- [TASK BRIEF] Copy the lines verbatim, beginning with the line that contains "of the glass" and continuing through the end of the data, and only those lines.
========
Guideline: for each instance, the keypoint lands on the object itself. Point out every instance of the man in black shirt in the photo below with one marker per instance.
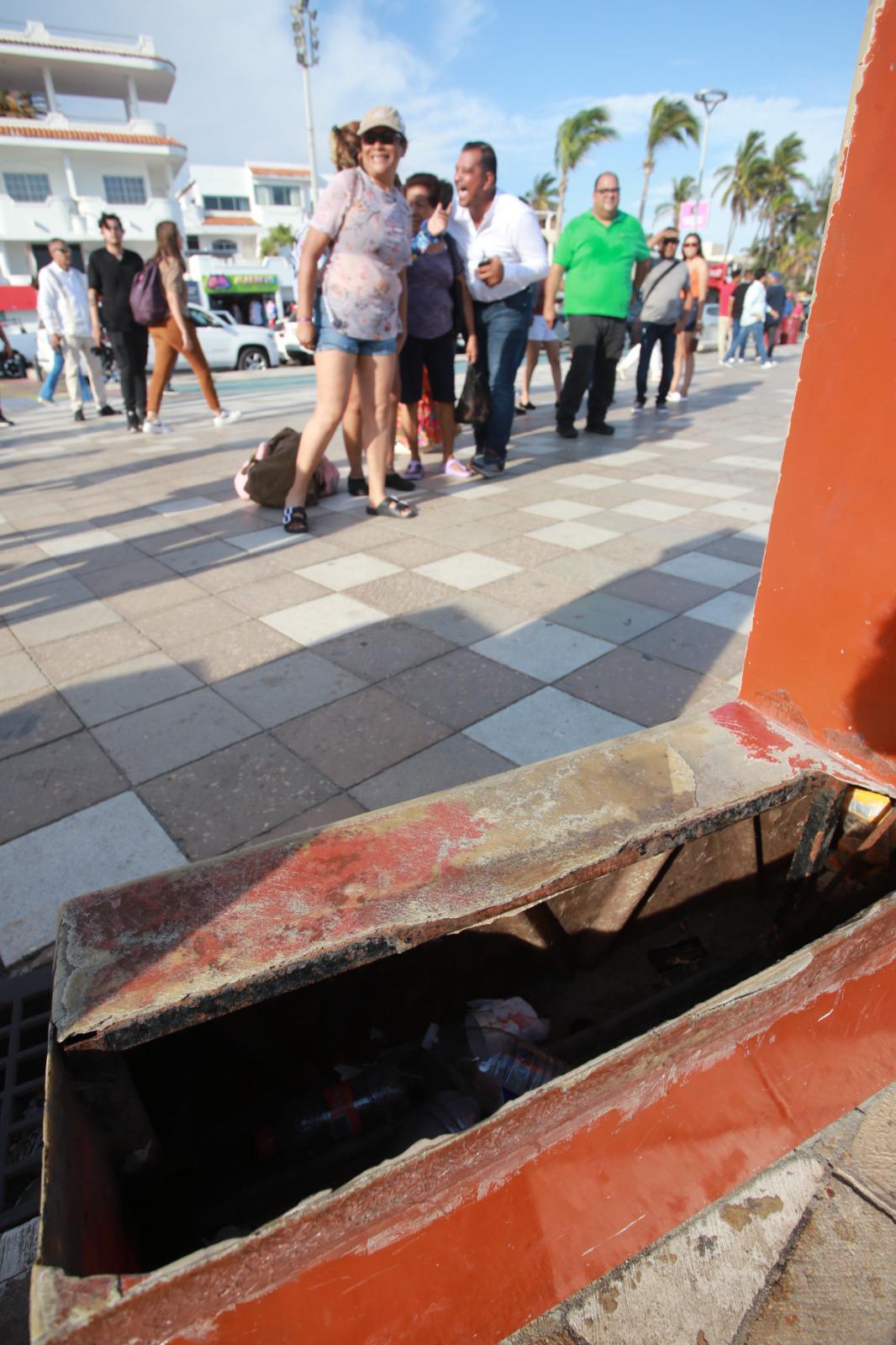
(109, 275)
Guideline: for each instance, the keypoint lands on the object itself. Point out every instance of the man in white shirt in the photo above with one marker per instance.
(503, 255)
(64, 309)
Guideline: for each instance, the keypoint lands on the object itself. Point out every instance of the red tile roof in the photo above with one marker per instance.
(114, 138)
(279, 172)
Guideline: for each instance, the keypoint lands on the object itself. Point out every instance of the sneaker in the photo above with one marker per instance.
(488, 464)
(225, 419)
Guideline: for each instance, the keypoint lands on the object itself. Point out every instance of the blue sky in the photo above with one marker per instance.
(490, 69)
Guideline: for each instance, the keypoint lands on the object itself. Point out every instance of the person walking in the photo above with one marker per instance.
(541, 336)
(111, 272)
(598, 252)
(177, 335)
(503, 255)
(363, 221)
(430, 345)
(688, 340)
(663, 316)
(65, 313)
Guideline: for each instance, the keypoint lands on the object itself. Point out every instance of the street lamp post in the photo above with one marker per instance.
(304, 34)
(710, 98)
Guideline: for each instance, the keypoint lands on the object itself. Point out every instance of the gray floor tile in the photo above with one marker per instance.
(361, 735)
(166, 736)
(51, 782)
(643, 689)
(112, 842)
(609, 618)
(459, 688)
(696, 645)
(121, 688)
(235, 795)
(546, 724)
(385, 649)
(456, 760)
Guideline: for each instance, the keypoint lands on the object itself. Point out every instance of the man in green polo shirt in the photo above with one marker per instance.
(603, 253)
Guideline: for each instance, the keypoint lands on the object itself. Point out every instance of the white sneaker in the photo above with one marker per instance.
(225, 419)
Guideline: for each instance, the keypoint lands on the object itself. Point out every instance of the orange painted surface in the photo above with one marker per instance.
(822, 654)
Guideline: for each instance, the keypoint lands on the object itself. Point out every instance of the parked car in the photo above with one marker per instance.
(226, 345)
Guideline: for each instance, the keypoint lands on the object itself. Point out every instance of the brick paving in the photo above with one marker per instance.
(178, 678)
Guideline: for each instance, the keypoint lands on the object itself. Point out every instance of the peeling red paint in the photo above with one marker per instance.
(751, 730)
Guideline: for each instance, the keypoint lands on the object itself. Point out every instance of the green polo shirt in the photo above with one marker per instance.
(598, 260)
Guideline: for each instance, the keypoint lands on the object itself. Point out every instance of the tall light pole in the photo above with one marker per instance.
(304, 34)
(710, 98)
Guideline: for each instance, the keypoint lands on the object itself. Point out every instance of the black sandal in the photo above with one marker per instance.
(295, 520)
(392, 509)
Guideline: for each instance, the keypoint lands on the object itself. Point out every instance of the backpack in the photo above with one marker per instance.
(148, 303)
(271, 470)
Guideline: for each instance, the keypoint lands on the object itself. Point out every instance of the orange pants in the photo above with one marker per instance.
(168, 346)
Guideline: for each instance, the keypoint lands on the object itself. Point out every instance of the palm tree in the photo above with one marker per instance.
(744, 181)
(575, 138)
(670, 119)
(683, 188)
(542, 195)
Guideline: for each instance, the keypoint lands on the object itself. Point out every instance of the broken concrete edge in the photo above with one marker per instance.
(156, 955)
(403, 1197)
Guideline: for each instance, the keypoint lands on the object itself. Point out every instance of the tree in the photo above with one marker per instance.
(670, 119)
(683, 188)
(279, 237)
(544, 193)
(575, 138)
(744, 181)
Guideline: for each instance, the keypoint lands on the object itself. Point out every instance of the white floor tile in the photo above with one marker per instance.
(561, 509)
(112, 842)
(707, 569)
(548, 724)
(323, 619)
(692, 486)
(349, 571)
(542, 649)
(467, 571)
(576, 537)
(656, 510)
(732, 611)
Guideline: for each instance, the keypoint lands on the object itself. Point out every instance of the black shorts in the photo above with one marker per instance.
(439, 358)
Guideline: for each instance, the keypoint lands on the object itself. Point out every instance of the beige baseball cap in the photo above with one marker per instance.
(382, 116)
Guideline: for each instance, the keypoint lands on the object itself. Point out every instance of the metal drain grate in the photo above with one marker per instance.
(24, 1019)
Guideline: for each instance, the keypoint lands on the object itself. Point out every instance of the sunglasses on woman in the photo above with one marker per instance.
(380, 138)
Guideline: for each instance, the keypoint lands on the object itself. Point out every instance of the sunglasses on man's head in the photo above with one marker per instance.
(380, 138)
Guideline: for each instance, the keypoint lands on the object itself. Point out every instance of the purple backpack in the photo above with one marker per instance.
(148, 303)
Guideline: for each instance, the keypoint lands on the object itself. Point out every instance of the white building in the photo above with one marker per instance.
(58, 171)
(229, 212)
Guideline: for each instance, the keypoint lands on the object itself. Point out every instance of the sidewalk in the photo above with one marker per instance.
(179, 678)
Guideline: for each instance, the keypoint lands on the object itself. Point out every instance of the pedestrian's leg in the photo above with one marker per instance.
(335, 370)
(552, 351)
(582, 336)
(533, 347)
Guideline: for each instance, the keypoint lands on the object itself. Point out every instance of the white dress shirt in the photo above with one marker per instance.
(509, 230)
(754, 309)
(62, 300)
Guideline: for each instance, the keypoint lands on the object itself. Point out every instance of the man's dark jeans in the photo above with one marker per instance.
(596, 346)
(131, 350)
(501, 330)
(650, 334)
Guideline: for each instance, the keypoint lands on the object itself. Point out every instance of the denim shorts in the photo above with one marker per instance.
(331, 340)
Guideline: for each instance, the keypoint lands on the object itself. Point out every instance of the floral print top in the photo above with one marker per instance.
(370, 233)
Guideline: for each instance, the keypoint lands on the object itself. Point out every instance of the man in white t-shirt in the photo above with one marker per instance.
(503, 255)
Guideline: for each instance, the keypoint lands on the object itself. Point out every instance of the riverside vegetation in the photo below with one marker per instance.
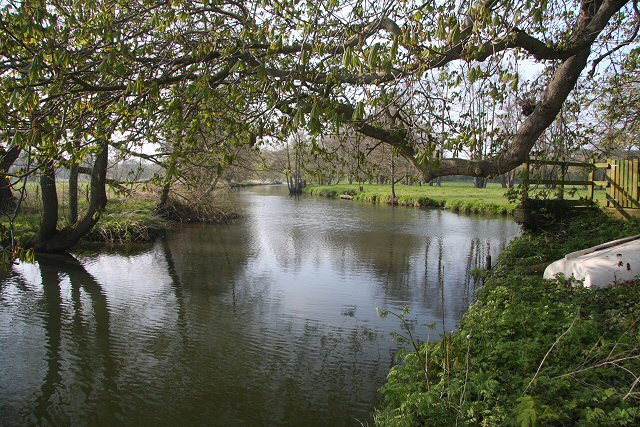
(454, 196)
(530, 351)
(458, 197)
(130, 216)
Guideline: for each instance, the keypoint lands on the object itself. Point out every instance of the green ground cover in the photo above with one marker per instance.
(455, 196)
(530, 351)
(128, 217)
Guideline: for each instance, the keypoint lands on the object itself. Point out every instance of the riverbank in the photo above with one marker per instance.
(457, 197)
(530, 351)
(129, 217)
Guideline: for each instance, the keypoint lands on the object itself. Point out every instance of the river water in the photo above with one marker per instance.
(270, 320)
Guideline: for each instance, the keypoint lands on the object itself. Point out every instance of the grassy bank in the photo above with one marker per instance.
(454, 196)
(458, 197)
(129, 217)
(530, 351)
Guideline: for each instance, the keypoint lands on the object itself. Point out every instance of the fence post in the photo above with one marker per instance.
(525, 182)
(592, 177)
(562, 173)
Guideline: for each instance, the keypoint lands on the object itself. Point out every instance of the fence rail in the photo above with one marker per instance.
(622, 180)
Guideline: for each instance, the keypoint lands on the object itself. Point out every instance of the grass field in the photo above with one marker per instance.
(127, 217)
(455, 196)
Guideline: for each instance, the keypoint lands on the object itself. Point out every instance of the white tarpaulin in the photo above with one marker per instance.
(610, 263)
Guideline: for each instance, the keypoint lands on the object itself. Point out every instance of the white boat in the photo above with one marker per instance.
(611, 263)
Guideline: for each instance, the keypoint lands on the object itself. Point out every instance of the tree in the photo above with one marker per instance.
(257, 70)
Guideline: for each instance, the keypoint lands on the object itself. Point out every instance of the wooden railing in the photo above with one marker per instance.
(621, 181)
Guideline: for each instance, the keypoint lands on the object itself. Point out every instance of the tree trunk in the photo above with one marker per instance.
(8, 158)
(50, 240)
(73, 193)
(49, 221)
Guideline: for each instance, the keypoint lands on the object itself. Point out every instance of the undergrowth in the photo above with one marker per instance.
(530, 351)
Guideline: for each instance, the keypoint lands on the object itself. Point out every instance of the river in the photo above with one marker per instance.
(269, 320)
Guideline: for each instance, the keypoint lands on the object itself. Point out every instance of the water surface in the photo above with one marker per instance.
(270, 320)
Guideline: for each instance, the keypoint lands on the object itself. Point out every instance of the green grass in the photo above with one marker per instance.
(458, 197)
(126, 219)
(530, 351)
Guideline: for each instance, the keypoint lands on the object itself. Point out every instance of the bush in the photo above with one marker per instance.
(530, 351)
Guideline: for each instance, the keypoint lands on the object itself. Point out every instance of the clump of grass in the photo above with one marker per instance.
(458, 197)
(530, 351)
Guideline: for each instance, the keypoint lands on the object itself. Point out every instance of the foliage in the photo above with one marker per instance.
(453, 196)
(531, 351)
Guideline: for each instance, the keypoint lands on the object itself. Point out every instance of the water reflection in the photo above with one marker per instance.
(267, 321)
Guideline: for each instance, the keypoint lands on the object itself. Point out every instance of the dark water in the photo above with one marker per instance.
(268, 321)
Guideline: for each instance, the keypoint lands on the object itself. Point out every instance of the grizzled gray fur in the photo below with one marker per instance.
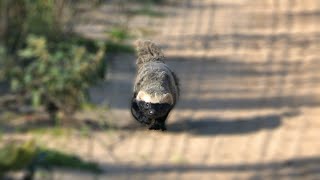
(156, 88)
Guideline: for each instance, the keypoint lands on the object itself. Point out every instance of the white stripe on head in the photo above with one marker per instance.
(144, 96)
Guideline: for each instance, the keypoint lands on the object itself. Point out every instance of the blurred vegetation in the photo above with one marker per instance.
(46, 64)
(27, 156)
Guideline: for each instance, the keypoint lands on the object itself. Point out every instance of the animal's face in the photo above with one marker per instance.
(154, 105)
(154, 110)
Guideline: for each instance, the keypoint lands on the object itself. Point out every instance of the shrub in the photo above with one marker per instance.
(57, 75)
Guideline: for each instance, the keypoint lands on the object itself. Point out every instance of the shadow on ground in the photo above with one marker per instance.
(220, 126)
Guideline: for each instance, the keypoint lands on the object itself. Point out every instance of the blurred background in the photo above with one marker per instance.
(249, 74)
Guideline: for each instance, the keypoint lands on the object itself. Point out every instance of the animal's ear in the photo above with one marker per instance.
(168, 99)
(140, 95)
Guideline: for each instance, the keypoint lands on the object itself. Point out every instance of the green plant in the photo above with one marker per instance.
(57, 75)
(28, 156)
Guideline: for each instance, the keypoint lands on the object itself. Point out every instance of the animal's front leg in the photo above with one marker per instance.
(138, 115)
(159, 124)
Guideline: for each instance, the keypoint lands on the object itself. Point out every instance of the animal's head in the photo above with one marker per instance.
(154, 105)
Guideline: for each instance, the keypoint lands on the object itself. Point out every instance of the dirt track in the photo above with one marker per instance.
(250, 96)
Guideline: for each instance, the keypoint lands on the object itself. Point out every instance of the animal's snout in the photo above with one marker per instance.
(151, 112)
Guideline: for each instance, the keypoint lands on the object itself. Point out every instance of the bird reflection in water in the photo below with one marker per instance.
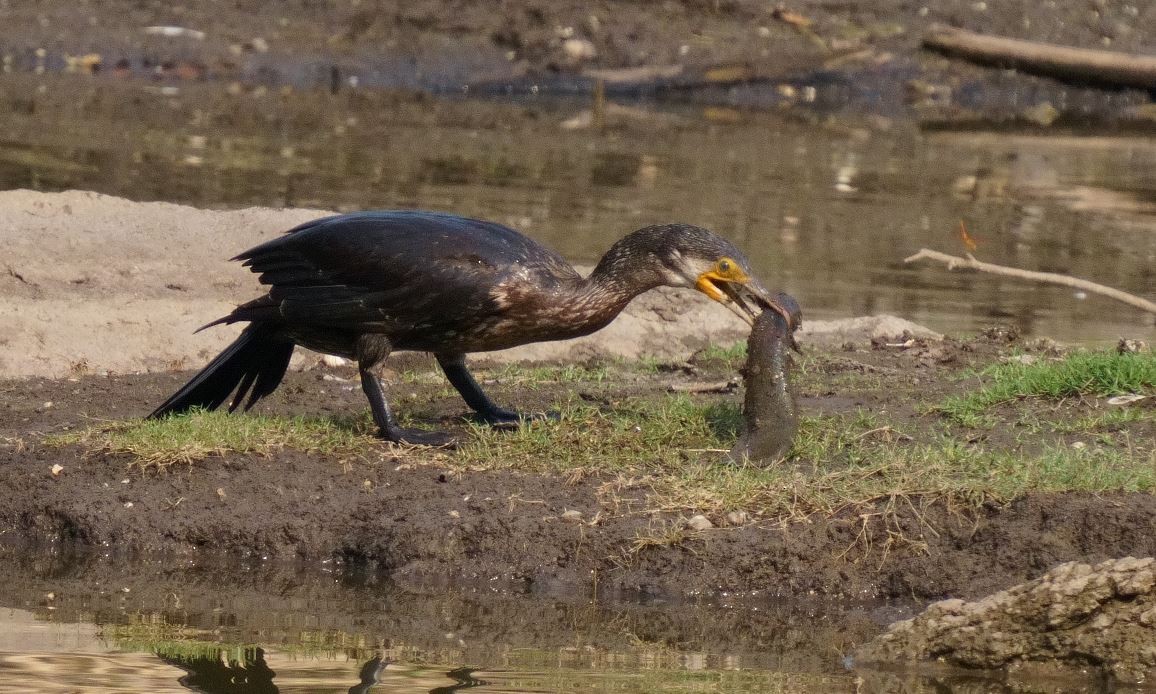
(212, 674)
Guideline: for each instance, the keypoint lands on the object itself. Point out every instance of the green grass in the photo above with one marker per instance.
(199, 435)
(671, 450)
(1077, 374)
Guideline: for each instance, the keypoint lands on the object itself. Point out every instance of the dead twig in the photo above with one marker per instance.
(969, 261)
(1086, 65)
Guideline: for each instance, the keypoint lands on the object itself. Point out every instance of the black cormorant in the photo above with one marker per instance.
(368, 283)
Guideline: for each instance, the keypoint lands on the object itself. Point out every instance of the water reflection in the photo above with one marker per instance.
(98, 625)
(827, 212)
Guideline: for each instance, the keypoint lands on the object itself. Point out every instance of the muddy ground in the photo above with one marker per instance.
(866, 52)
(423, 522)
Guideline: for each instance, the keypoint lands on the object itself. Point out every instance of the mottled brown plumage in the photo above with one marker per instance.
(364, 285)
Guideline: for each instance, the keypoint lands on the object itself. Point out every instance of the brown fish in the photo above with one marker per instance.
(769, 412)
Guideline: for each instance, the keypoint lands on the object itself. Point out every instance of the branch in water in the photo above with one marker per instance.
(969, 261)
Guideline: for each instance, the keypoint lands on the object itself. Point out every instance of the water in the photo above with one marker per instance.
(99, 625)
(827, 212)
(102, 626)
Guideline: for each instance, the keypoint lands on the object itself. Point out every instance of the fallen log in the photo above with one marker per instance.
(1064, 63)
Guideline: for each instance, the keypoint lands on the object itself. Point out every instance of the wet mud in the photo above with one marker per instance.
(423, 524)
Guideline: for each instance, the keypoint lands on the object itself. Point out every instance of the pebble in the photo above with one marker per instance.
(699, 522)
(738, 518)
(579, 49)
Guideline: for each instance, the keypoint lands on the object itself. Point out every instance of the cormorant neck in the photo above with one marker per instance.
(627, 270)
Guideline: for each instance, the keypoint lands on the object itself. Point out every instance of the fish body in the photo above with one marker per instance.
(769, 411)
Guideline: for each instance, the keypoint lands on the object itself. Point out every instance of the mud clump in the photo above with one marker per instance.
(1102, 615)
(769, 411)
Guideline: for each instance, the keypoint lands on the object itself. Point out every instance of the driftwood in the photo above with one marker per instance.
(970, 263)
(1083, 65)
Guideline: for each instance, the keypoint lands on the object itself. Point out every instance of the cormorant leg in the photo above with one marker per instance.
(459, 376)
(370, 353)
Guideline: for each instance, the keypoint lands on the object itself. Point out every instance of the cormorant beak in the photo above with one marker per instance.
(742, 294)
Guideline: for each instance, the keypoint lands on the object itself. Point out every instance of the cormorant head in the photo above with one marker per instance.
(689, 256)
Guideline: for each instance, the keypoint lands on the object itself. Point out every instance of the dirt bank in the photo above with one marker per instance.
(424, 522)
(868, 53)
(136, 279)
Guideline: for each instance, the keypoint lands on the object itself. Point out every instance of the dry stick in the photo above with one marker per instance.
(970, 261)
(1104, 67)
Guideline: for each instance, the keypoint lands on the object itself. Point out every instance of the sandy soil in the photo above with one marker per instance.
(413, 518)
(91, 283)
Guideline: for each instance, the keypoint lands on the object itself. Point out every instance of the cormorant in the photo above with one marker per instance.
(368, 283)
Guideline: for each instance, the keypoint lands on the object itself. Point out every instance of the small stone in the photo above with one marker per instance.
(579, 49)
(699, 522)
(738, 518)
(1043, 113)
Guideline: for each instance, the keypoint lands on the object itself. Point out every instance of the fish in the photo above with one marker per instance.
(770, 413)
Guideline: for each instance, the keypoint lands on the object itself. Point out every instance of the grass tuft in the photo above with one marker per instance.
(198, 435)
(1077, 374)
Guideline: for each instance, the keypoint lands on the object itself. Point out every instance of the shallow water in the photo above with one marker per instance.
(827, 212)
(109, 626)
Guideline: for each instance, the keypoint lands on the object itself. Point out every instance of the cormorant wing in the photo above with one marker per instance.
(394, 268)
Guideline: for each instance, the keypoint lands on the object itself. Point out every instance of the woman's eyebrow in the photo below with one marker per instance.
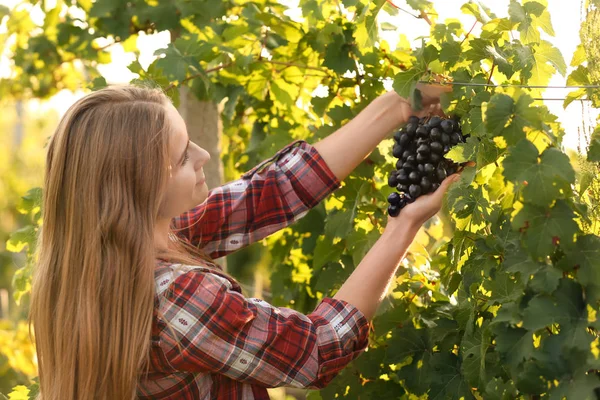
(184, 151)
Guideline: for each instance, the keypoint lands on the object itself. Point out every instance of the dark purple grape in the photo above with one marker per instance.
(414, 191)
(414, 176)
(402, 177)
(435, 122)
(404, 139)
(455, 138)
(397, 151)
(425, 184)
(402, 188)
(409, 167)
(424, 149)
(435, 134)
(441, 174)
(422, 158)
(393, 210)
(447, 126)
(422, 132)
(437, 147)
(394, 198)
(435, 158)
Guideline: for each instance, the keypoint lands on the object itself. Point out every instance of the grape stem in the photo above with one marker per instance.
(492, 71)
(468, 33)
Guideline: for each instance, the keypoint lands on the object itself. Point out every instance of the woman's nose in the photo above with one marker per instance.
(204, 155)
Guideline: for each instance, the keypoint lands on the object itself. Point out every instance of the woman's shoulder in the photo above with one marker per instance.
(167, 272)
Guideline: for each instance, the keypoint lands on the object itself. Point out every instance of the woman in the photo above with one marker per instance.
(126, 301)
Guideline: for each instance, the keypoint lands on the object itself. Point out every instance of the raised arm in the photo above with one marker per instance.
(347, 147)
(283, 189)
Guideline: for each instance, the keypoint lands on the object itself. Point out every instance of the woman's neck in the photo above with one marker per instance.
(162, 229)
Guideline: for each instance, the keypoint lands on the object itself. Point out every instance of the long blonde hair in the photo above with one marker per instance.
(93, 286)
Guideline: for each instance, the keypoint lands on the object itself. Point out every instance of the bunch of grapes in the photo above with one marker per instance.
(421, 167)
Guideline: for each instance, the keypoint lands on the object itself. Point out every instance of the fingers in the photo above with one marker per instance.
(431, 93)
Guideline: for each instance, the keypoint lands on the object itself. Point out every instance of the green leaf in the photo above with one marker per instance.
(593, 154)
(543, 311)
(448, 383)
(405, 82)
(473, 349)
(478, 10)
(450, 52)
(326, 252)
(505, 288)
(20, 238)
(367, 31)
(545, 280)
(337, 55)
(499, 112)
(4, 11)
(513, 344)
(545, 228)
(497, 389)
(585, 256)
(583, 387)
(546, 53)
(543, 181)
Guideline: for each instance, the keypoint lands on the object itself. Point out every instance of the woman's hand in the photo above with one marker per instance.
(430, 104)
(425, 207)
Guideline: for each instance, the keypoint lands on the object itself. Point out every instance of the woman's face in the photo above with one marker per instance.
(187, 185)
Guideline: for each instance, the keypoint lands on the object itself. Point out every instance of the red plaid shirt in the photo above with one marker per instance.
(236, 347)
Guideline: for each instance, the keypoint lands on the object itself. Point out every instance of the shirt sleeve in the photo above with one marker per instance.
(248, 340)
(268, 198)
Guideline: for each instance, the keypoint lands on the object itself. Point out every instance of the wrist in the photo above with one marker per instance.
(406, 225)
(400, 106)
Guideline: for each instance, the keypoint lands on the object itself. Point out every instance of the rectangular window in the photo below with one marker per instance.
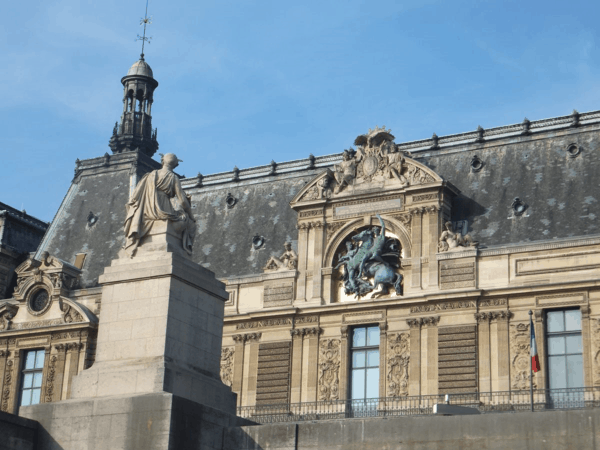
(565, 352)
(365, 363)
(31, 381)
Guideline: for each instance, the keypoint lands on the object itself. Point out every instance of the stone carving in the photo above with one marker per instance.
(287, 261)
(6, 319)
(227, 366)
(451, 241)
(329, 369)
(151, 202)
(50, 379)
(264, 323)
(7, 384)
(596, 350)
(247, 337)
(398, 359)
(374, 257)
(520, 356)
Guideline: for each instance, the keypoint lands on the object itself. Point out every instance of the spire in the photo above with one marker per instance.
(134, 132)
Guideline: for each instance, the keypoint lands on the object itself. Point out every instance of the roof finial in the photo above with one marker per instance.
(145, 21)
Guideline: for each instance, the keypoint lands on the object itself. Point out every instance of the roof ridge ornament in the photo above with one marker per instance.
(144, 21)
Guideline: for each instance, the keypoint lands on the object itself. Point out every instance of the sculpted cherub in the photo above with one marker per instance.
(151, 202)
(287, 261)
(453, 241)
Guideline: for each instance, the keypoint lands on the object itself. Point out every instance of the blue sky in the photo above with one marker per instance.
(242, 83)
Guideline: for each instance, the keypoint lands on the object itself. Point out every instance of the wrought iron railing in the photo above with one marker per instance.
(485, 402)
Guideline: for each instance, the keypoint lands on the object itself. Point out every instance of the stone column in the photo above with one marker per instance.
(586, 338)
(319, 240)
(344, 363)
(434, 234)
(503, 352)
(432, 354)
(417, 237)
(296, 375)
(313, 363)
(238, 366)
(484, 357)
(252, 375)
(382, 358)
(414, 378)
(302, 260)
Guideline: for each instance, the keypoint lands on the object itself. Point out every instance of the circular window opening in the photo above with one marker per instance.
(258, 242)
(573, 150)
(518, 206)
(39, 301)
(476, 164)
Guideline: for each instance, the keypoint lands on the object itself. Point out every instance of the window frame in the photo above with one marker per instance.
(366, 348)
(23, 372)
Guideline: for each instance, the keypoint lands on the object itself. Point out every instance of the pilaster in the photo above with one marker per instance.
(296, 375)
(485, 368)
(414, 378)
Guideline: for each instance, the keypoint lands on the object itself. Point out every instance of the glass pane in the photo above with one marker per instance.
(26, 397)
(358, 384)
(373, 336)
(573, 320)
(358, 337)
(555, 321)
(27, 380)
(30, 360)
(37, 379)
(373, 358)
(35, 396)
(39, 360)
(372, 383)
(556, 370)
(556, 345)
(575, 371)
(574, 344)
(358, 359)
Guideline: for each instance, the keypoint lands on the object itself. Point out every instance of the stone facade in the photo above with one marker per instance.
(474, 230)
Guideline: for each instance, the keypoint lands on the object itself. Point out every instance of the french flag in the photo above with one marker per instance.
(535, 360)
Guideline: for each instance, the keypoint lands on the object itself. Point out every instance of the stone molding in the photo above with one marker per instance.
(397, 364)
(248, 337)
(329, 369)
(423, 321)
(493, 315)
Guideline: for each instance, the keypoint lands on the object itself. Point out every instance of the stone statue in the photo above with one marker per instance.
========
- [EXPECTED ANSWER]
Guideline: for each instance, the keypoint lands on the object itself. Point out every instance of the glass pane in the photo above with one marker per instance.
(26, 397)
(358, 384)
(373, 336)
(573, 320)
(358, 337)
(555, 321)
(27, 380)
(30, 360)
(37, 379)
(373, 358)
(35, 396)
(39, 360)
(372, 383)
(556, 370)
(556, 345)
(575, 371)
(574, 344)
(358, 359)
Guideline: for each instance, the keypoint lands on the object itself. Point out every instance of the stone facade in the photo above with one marker per instance.
(474, 230)
Guideline: for each instance, the keypoint lands on the object itself. Point out every instance of the french flag in the photo above with one marker per instance.
(535, 360)
Guideline: for each instance, the keypoint lands on the object itself. Point out every instance of the stone molding in the photo above with one marker per instance.
(397, 364)
(248, 337)
(329, 369)
(423, 321)
(493, 315)
Guideline: for each instance, the keypoint lands on the object itself. Point out every instance of the stone statue in the photo above with one marker per instance.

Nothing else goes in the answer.